§ **Material provided**:
----------

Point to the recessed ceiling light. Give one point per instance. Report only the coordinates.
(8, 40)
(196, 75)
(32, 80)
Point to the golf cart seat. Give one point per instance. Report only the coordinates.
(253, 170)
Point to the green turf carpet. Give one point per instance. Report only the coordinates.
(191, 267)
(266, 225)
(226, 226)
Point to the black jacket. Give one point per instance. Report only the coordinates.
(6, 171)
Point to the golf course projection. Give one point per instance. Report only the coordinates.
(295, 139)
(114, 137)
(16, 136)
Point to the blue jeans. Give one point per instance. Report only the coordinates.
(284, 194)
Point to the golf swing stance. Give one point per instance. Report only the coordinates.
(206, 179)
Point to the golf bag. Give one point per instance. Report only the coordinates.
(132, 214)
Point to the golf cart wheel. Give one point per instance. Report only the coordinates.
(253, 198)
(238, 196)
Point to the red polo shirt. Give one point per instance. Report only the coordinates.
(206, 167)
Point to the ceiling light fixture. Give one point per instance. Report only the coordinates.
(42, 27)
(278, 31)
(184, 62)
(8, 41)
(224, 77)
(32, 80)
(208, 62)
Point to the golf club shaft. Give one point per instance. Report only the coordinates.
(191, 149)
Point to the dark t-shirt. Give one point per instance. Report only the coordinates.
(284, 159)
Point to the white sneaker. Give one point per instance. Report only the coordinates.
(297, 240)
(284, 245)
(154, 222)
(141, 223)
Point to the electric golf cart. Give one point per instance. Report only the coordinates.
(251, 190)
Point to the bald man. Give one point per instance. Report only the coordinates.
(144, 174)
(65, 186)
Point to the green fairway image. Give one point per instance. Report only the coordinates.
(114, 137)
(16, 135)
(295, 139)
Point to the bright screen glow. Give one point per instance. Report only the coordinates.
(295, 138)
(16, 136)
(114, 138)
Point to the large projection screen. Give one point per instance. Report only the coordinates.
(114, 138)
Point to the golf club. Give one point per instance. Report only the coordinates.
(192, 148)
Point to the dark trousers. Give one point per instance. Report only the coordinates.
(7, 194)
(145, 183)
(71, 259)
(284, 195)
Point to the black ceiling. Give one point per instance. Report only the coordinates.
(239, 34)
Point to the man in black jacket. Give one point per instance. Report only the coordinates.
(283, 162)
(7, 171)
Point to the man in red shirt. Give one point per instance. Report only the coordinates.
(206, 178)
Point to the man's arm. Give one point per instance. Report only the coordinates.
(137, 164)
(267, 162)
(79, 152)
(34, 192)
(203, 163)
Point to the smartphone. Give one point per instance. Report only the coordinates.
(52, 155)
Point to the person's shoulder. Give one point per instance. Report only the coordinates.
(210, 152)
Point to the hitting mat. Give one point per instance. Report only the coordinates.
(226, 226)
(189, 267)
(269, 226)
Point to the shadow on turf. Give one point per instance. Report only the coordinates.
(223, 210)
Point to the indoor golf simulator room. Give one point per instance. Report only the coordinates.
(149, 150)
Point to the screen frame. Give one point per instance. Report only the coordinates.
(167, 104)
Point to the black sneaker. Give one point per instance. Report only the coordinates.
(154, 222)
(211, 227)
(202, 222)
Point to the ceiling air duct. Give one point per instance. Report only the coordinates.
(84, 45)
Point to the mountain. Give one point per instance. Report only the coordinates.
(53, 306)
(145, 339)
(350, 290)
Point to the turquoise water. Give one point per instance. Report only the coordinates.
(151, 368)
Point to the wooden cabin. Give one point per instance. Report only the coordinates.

----------

Please format all of the rows above as a numbered list, leaving out any blank lines.

1. Point to the recessed ceiling light. Give one point per instance. Report only the coordinates.
2. (8, 40)
3. (196, 75)
4. (32, 80)
5. Point to the golf cart seat. Give one point per instance. Report only the coordinates.
6. (253, 170)
7. Point to the green turf carpet. Give one point per instance. Report only the coordinates.
8. (191, 267)
9. (266, 225)
10. (226, 226)
11. Point to the black jacket. Give one point per instance. Report only the coordinates.
12. (6, 171)
13. Point to the golf course projection. Give one point per instance. Report only the coordinates.
14. (295, 139)
15. (114, 137)
16. (16, 136)
17. Point to the blue jeans. Give one point per instance. Report only the coordinates.
18. (284, 194)
19. Point to the golf swing stance. Give one point per instance. Report only the coordinates.
20. (206, 179)
21. Point to the golf bag. Give one point per instance. Report only the coordinates.
22. (132, 214)
23. Point to the golf cart wheel. Give one point per instance. Report only the coordinates.
24. (253, 198)
25. (238, 196)
26. Point to the red polo shirt. Give one point per instance. Report only the coordinates.
27. (206, 167)
28. Point to the ceiling light fixture. Give one point per instance. Report only the coordinates.
29. (42, 27)
30. (278, 31)
31. (184, 62)
32. (8, 41)
33. (224, 77)
34. (32, 80)
35. (208, 62)
36. Point to the golf club shaft. Give one point per instance. Report only the coordinates.
37. (191, 149)
38. Point to the dark t-shirt. Give one point per instance. Report only the coordinates.
39. (284, 159)
40. Point to the white sneaker. Give one point per instance. Report only the coordinates.
41. (297, 240)
42. (284, 245)
43. (154, 222)
44. (141, 223)
45. Point to the electric golf cart. Give one point per instance. Report only the coordinates.
46. (251, 190)
47. Point to the bald man. Give one point per instance. Report only the coordinates.
48. (144, 174)
49. (65, 186)
50. Point to the green fairway image. Give one point per instance. Report only the coordinates.
51. (114, 137)
52. (16, 135)
53. (295, 139)
54. Point to the bright screen glow. Give one point per instance. Report only the coordinates.
55. (295, 138)
56. (16, 136)
57. (114, 138)
58. Point to the large projection screen. Give one point per instance. Report only the coordinates.
59. (114, 138)
60. Point to the golf club. Give one point per instance. Report only the coordinates.
61. (192, 148)
62. Point to the dark trousers. Give one point per instance. Report only the coordinates.
63. (7, 194)
64. (145, 183)
65. (71, 259)
66. (284, 195)
67. Point to the black ceiling. Give one point per instance. Report only the coordinates.
68. (239, 34)
69. Point to the man in black jacket. Give one point per instance. Report only the coordinates.
70. (283, 162)
71. (7, 171)
72. Point to the man in red shirt. Give one point per instance. Report only the coordinates.
73. (206, 178)
74. Point to the man's arm. Give one point per instance. Report only the coordinates.
75. (137, 164)
76. (267, 162)
77. (79, 152)
78. (34, 192)
79. (203, 163)
80. Point to the smartphone. Give one point per instance. Report only the coordinates.
81. (52, 155)
82. Point to the person's shoulder. Give one point per instance. Report only the coordinates.
83. (210, 152)
84. Point to the hitting mat. Give one point per instance. Report only the coordinates.
85. (226, 226)
86. (189, 267)
87. (269, 226)
88. Point to the shadow on turf. Give one point per instance. Report only the coordinates.
89. (223, 210)
90. Point to the indoor golf simulator room. Give one point per instance. Report only the coordinates.
91. (149, 150)
92. Point to the screen frame. Give one point per instance. Report only the coordinates.
93. (167, 104)
94. Point to the black sneaker. Give one point per instance. Report only the coordinates.
95. (154, 222)
96. (211, 227)
97. (202, 222)
98. Point to the ceiling air duct. Give one point per instance. Report only the coordinates.
99. (84, 45)
100. Point to the mountain. Give one point per instance. Report only the coordinates.
101. (53, 306)
102. (145, 339)
103. (350, 290)
104. Point to the turquoise water. Give one point per instance. Report only the coordinates.
105. (151, 368)
106. Point to the wooden cabin. Give one point per instance. Report only the coordinates.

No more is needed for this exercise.